◆ What is being asked ◆
Treat the line containing "box: [116, 160, 128, 182]" as the last one, and return every line exactly from the first line of the material below up to it.

◆ Dataset records ◆
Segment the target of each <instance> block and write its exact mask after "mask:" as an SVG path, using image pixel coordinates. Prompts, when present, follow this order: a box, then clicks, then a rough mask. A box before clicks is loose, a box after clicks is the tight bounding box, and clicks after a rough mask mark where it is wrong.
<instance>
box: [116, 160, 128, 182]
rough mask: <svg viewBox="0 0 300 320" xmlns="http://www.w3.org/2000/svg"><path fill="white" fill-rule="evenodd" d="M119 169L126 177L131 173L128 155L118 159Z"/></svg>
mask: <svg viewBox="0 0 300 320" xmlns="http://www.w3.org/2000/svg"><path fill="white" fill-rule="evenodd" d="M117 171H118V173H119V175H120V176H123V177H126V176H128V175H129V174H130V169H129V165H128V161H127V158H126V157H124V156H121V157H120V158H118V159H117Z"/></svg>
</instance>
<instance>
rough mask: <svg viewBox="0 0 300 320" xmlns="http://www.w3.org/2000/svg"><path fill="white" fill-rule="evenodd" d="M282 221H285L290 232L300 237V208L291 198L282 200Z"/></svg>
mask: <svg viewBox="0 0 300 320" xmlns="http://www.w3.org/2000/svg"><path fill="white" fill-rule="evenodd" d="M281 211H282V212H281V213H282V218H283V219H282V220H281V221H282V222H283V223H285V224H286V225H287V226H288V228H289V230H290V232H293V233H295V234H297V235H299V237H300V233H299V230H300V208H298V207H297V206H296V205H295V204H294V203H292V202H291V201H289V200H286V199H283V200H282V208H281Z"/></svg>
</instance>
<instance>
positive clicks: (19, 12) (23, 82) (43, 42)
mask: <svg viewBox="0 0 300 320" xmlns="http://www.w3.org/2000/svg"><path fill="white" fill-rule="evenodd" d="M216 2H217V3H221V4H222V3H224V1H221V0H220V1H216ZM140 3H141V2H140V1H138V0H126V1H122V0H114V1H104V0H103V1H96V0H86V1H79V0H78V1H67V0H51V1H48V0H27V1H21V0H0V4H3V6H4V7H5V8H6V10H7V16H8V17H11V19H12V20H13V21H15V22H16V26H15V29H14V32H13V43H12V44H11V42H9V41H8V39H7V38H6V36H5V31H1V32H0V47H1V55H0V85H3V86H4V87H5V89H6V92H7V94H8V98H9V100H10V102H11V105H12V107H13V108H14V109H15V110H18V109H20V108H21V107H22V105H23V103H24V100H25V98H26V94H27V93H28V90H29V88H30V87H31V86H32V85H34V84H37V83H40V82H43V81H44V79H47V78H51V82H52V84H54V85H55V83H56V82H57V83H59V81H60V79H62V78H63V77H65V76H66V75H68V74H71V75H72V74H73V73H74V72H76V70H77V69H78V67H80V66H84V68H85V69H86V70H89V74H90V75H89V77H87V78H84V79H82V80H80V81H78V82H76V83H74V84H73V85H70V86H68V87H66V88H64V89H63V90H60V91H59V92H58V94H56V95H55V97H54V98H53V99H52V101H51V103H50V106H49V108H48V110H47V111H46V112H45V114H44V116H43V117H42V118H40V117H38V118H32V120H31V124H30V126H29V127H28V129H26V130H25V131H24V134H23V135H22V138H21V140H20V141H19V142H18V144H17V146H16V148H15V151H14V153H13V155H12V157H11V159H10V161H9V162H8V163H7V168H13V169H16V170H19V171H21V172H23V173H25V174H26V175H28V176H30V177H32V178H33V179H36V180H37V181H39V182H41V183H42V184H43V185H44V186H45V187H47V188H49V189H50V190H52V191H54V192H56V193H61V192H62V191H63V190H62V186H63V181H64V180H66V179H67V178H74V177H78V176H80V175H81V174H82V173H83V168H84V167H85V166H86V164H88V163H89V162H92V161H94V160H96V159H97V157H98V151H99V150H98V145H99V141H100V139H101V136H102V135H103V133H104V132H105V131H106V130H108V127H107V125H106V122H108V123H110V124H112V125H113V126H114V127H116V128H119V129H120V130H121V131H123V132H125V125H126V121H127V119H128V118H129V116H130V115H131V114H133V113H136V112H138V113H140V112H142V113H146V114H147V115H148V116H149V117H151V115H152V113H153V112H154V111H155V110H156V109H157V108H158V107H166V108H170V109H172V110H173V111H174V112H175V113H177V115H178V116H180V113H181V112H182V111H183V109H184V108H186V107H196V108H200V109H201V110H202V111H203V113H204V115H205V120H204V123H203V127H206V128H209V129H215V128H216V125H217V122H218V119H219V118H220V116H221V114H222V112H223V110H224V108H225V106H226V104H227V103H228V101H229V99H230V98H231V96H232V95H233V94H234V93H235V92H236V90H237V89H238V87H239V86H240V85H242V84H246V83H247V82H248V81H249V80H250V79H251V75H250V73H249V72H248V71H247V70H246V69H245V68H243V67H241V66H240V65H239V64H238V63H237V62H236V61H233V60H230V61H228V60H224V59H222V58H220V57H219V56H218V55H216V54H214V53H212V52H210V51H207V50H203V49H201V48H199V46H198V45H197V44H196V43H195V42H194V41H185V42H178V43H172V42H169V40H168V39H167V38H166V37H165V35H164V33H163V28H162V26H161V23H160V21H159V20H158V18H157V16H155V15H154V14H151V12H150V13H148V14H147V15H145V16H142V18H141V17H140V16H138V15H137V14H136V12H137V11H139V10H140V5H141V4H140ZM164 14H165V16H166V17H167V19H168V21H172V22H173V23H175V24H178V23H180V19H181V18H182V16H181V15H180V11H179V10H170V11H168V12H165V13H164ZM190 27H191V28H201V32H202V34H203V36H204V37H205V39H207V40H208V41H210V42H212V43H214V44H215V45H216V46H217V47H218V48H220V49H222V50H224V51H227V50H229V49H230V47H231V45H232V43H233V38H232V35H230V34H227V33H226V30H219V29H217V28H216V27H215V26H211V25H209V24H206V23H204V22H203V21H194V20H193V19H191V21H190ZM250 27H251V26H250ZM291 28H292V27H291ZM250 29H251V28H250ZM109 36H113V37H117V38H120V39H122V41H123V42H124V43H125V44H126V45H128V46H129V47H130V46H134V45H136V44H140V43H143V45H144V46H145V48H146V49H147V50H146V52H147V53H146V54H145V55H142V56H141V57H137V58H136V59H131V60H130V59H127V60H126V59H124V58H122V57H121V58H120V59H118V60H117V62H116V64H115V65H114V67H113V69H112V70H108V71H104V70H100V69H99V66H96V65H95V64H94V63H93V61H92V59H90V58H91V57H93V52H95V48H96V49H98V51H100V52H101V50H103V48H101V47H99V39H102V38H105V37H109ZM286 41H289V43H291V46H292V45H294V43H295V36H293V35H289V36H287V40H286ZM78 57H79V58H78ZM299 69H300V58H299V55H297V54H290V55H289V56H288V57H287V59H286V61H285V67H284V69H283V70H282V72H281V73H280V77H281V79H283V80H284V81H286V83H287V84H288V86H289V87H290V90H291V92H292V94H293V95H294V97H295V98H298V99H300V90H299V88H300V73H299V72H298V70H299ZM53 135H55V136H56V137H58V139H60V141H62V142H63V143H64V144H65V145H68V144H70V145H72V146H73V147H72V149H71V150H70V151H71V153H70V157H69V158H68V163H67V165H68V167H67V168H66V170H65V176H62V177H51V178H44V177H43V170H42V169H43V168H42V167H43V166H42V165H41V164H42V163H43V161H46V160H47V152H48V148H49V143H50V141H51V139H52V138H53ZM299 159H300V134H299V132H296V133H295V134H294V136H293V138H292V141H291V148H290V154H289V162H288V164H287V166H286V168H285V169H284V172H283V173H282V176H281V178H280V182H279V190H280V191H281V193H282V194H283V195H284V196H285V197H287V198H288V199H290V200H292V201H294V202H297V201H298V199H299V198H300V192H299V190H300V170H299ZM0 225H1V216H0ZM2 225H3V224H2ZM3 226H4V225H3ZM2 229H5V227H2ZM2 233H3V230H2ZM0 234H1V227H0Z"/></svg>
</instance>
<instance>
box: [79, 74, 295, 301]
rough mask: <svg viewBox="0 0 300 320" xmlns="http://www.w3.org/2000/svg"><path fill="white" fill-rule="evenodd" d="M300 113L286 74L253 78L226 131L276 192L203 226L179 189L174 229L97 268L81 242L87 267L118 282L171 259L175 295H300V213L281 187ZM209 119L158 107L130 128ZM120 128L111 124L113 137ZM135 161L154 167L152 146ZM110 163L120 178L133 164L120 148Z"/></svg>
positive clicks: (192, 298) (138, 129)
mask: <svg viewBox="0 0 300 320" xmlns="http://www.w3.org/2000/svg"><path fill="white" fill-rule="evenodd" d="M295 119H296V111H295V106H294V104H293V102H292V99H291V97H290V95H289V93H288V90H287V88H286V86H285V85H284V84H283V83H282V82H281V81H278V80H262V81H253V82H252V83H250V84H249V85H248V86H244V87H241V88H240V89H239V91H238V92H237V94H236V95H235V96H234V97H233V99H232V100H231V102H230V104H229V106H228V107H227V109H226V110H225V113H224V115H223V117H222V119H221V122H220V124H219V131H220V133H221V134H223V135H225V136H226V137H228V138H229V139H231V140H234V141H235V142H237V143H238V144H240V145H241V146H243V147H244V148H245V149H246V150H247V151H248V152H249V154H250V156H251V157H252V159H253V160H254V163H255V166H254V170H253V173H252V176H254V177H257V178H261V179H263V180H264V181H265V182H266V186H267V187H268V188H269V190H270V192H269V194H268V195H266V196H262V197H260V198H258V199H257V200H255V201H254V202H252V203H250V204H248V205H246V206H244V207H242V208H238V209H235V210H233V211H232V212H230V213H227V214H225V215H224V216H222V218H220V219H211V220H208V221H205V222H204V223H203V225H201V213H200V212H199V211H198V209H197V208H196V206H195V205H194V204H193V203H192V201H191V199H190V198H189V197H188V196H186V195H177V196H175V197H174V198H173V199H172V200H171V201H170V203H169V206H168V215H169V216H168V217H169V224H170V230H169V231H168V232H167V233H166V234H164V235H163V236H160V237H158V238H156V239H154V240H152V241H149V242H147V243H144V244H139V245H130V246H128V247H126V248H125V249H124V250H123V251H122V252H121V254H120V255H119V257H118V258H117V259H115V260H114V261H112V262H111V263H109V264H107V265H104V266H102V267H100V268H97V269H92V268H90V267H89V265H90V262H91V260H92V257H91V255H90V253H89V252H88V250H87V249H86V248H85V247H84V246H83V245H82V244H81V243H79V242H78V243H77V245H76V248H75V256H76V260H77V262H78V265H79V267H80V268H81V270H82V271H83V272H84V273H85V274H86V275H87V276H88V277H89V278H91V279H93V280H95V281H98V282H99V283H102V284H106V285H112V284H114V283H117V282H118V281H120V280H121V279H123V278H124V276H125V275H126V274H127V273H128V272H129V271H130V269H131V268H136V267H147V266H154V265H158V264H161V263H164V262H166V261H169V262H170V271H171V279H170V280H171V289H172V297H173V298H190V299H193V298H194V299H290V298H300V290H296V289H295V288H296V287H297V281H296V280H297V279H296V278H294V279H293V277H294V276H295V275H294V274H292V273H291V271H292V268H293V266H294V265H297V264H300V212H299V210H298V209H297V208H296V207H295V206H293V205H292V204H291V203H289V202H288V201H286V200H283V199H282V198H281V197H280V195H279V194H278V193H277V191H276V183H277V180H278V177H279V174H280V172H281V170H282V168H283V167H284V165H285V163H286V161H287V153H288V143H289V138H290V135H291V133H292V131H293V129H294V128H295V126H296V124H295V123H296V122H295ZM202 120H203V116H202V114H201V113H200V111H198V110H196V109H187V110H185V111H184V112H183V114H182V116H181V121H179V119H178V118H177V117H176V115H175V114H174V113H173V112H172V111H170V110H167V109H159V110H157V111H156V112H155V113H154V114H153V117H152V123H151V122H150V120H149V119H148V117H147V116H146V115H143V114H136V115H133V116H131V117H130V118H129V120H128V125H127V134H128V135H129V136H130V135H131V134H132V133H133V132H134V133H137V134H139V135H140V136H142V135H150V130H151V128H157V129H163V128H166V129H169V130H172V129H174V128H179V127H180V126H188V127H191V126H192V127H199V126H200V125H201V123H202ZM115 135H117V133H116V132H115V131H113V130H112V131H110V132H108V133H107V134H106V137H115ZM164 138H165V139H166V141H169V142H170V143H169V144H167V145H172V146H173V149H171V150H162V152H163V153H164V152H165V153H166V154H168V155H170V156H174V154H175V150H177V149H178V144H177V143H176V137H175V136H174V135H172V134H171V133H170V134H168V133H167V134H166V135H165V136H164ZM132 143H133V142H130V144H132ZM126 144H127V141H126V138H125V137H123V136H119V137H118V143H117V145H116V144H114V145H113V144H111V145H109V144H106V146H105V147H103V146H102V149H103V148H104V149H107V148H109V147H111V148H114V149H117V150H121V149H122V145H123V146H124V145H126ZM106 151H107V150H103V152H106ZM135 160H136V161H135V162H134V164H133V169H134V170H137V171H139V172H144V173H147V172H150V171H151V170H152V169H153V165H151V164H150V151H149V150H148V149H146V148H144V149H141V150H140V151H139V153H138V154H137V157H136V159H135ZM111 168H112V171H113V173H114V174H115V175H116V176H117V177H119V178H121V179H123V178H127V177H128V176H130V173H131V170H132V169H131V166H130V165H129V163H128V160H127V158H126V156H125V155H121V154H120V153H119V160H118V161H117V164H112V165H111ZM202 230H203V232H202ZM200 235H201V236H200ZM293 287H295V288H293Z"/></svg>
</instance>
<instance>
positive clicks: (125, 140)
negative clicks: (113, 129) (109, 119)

◆ Task output ◆
Segment the target of each <instance> block and write its exact mask after "mask:" as an SVG path, using image pixel coordinates. Prompts, when present, follow this order: a box, then clicks, then a rough mask. A box before clicks is loose, a box after clicks is the tight bounding box, and clicks after a rough mask mark where it is wrong.
<instance>
box: [116, 160, 128, 182]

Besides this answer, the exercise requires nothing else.